- EXERCISE: Write out, word for word, the part of the entries that opens with the line containing "Locate every cloud." and closes with the line containing "[0,0,423,387]", both lines included, and nothing else.

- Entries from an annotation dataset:
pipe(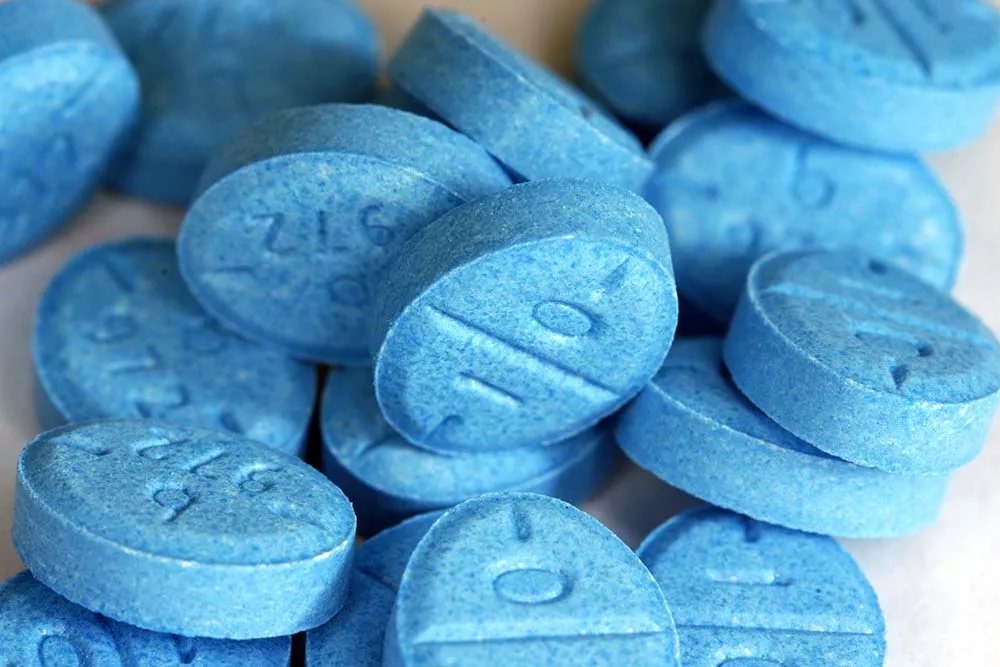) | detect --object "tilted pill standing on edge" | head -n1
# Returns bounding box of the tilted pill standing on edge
[0,0,139,266]
[372,180,677,452]
[0,571,292,667]
[12,420,355,639]
[383,493,681,667]
[320,369,618,535]
[704,0,1000,152]
[637,508,886,667]
[34,238,317,455]
[723,250,1000,473]
[388,9,652,189]
[643,100,963,322]
[101,0,379,206]
[615,338,949,538]
[178,104,510,366]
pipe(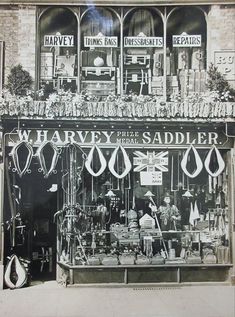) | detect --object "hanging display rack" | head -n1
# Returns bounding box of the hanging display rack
[9,141,33,177]
[35,141,60,178]
[204,145,225,177]
[108,145,132,179]
[85,144,107,177]
[181,144,203,178]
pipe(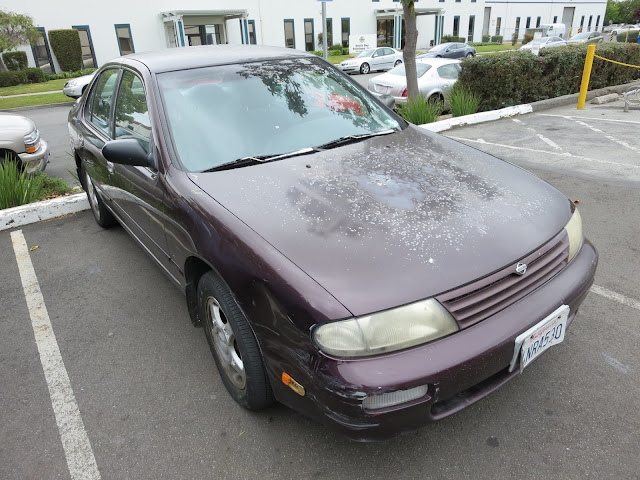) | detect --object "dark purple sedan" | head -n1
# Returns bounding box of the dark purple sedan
[69,45,597,440]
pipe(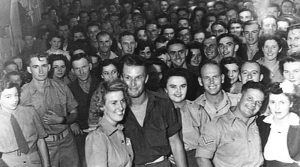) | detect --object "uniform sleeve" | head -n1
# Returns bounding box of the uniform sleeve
[163,100,181,137]
[195,121,220,159]
[88,89,103,125]
[64,85,78,112]
[85,129,108,167]
[32,108,47,139]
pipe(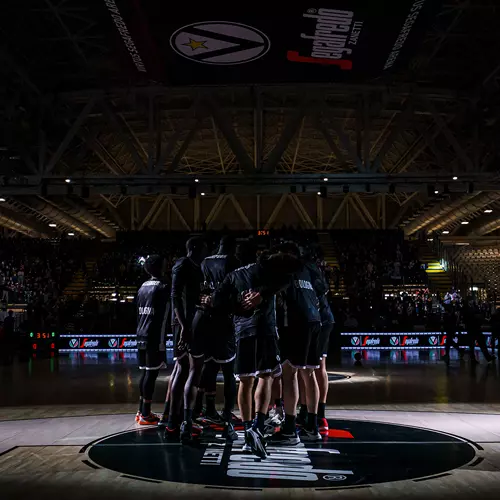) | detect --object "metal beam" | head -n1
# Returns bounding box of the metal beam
[205,194,227,229]
[262,105,304,173]
[45,99,95,174]
[264,194,288,229]
[168,196,191,231]
[373,98,415,171]
[138,195,165,231]
[424,98,474,172]
[346,196,372,229]
[351,193,378,229]
[253,88,264,170]
[326,194,349,230]
[290,194,316,229]
[207,99,253,173]
[167,117,201,172]
[100,100,147,173]
[229,194,253,229]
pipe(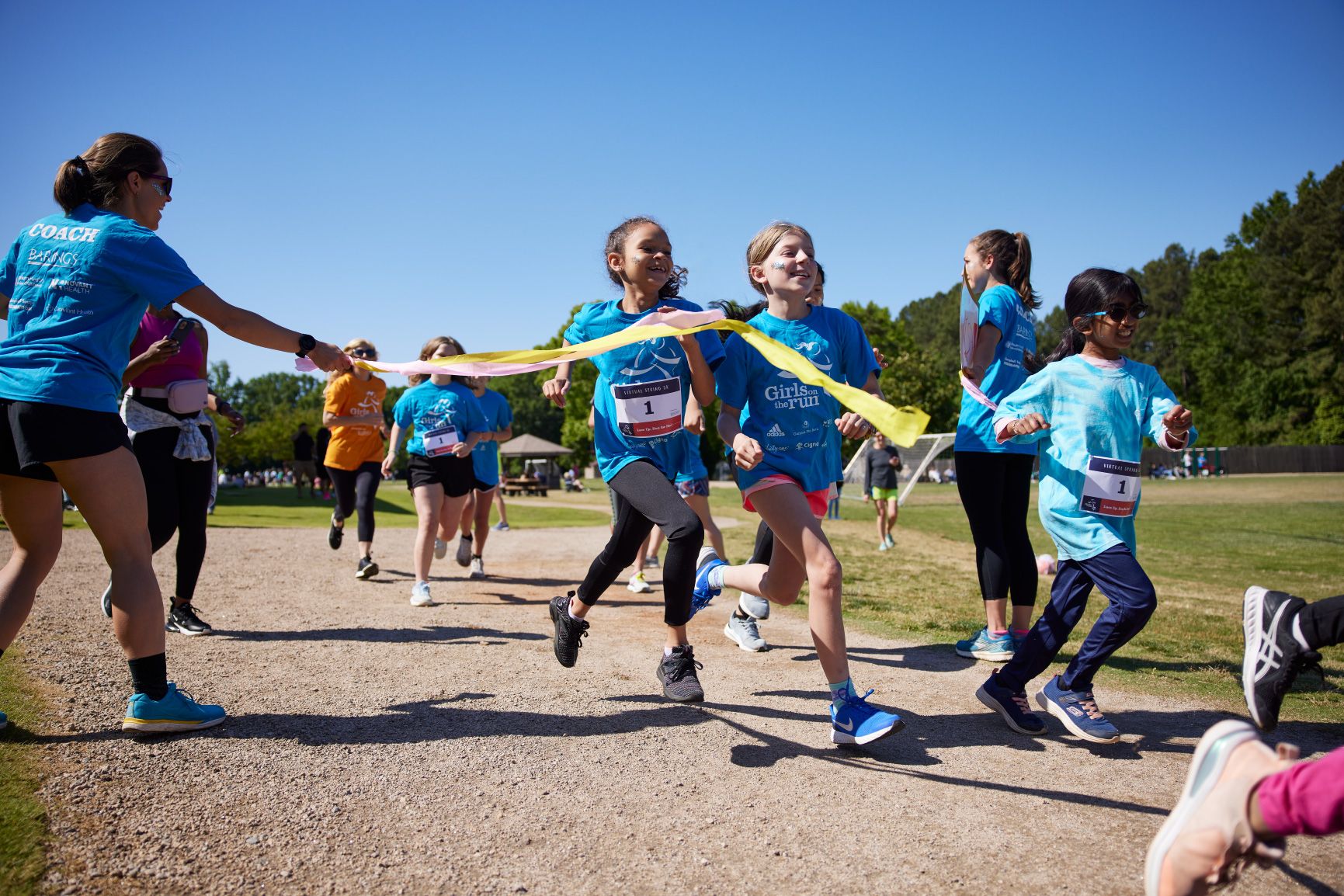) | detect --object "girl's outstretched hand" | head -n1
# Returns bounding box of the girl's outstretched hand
[542,376,570,407]
[1162,405,1195,439]
[836,411,872,439]
[1008,414,1050,436]
[732,432,765,471]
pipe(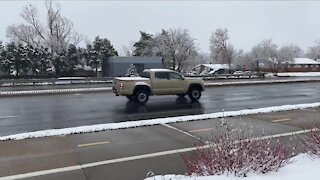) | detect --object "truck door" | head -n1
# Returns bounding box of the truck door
[168,72,186,94]
[151,72,169,95]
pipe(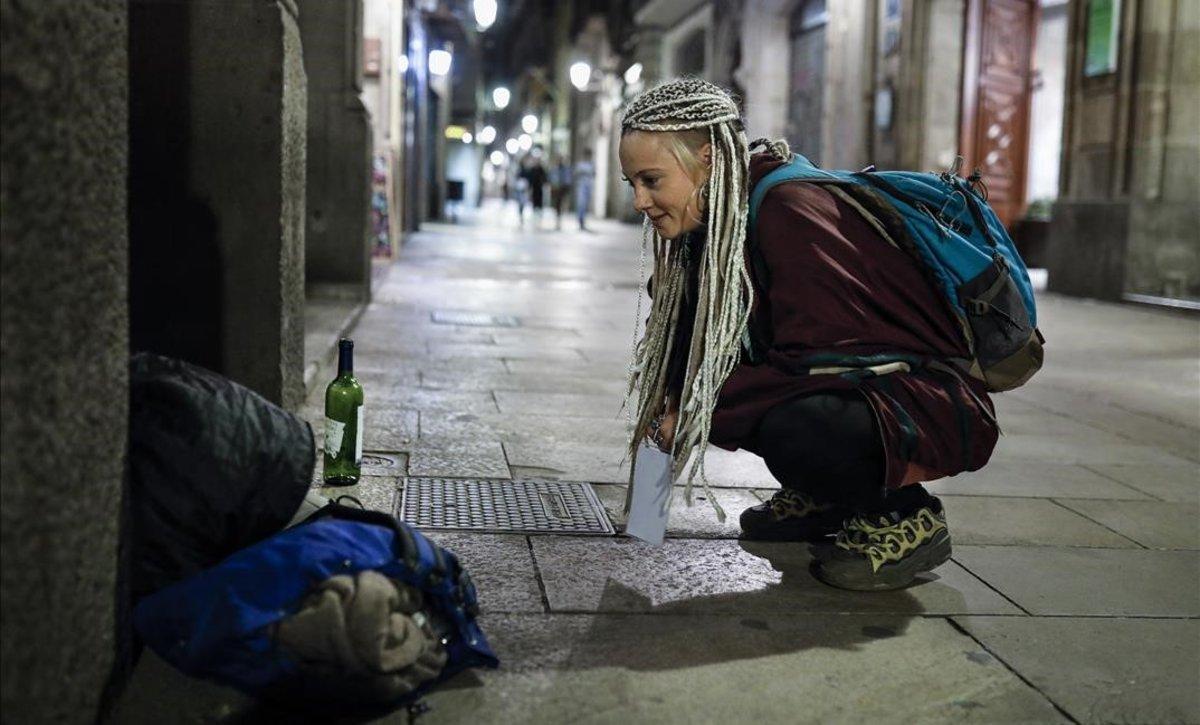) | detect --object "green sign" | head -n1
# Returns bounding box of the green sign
[1084,0,1121,78]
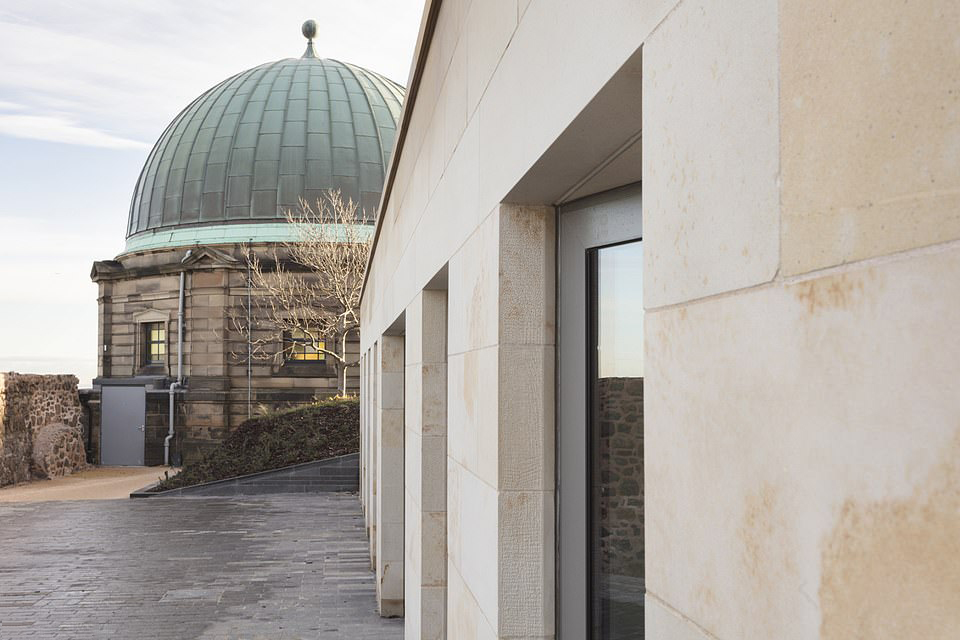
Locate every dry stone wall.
[0,373,86,486]
[598,378,644,584]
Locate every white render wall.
[362,0,960,640]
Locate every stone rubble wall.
[598,378,644,580]
[0,372,86,486]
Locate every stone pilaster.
[376,336,404,617]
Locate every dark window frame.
[283,329,327,365]
[140,321,168,367]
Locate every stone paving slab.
[0,493,403,640]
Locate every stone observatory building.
[88,21,404,464]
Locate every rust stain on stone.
[738,482,794,586]
[790,269,876,314]
[819,433,960,640]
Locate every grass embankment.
[154,398,360,491]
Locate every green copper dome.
[127,47,404,251]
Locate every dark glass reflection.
[588,240,644,640]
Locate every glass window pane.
[588,241,644,640]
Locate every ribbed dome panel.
[127,58,404,238]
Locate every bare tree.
[230,190,372,395]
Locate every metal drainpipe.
[163,249,193,466]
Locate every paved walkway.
[0,494,403,640]
[0,467,174,502]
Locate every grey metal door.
[557,185,644,640]
[100,386,147,466]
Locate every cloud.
[0,114,151,149]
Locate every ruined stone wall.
[0,373,86,486]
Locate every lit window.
[143,322,167,365]
[283,329,325,362]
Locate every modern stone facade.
[0,372,87,486]
[360,0,960,640]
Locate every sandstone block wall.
[0,372,86,486]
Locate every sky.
[0,0,423,387]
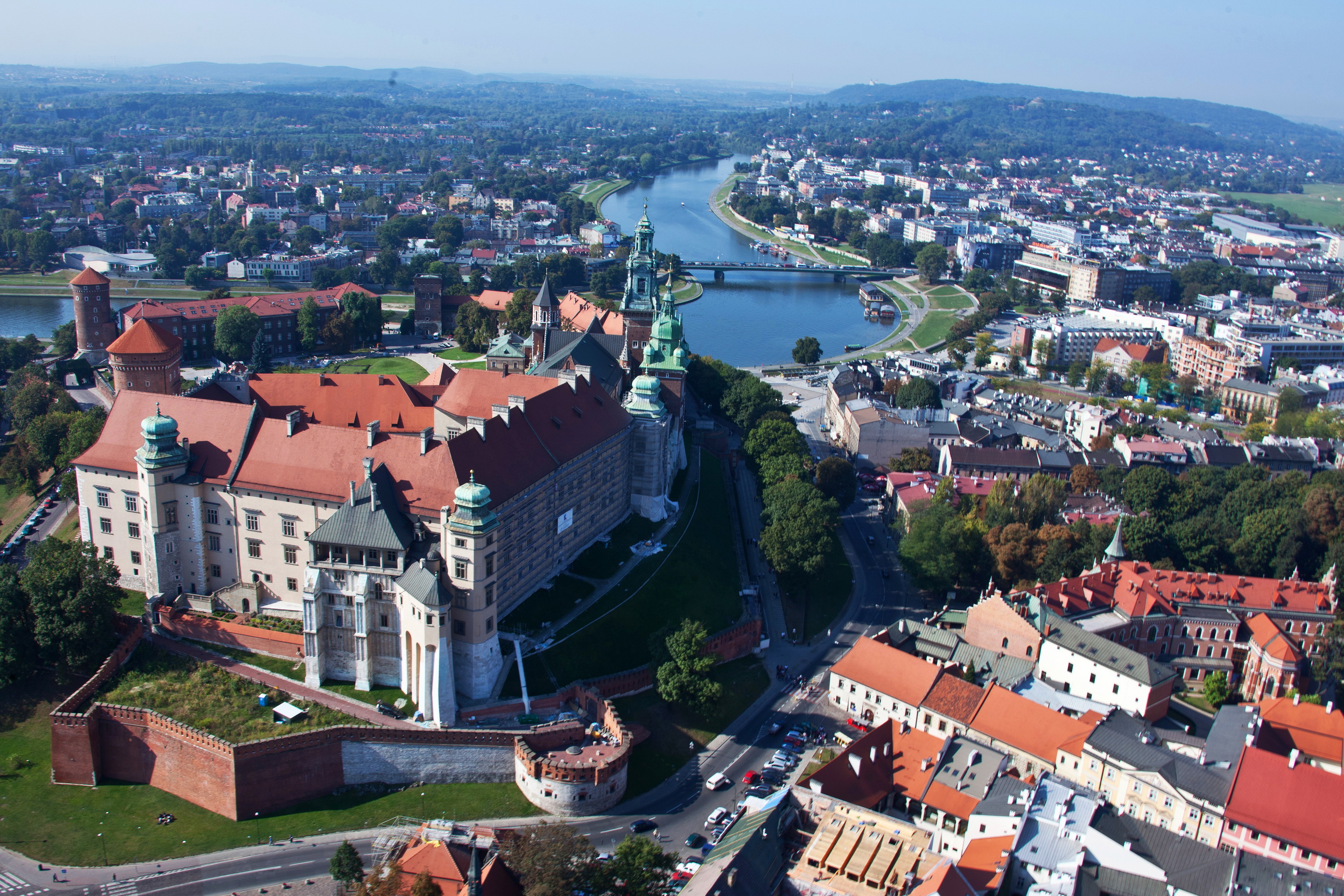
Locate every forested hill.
[815,79,1337,141]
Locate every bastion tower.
[70,268,117,364]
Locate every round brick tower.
[107,318,181,395]
[70,268,117,362]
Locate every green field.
[0,680,540,865]
[910,312,957,348]
[613,657,770,799]
[1223,184,1344,227]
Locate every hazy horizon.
[0,0,1344,120]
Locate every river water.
[0,296,136,339]
[602,156,891,367]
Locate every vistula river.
[602,156,892,367]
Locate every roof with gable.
[247,373,452,432]
[70,268,111,286]
[921,675,985,725]
[1223,747,1344,861]
[831,638,942,707]
[1031,560,1333,617]
[434,368,567,418]
[107,317,181,355]
[970,684,1091,766]
[1246,612,1303,666]
[957,834,1013,893]
[1255,697,1344,763]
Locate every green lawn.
[500,575,594,634]
[0,680,540,873]
[524,453,742,684]
[613,657,770,799]
[183,638,304,682]
[770,540,849,641]
[570,513,661,579]
[438,346,481,361]
[1223,184,1344,227]
[94,645,367,743]
[910,312,957,348]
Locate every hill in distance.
[815,79,1339,139]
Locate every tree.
[816,457,859,509]
[181,264,209,289]
[0,563,38,684]
[249,330,272,373]
[1069,464,1101,492]
[500,822,597,896]
[915,243,947,284]
[19,539,122,677]
[51,321,79,357]
[657,619,723,710]
[892,376,942,409]
[323,312,357,355]
[1204,671,1230,709]
[215,305,261,361]
[295,296,321,352]
[327,839,364,884]
[793,336,821,364]
[887,447,933,473]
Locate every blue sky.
[10,0,1344,120]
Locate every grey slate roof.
[1044,610,1176,687]
[1091,806,1237,896]
[1087,712,1233,806]
[397,563,453,607]
[309,464,415,551]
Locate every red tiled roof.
[434,368,559,416]
[1246,612,1303,665]
[957,834,1013,892]
[1224,747,1344,861]
[70,268,111,286]
[921,675,985,725]
[107,320,181,355]
[1258,697,1344,763]
[972,684,1095,771]
[831,638,941,707]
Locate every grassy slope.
[0,681,540,871]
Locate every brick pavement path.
[149,634,423,731]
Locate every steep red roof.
[434,368,559,416]
[107,317,181,355]
[70,268,111,286]
[831,638,941,707]
[972,684,1095,771]
[1224,747,1344,861]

- COMPLETE RESPONSE:
Locate every cloud.
[0,114,151,149]
Locate every ruined stone wall.
[0,373,86,486]
Locate every lit window.
[143,322,167,365]
[283,329,325,362]
Locate every modern stone facade.
[0,372,87,486]
[360,0,960,640]
Locate every sandstone block wall.
[0,372,86,486]
Locate every sky.
[0,0,423,387]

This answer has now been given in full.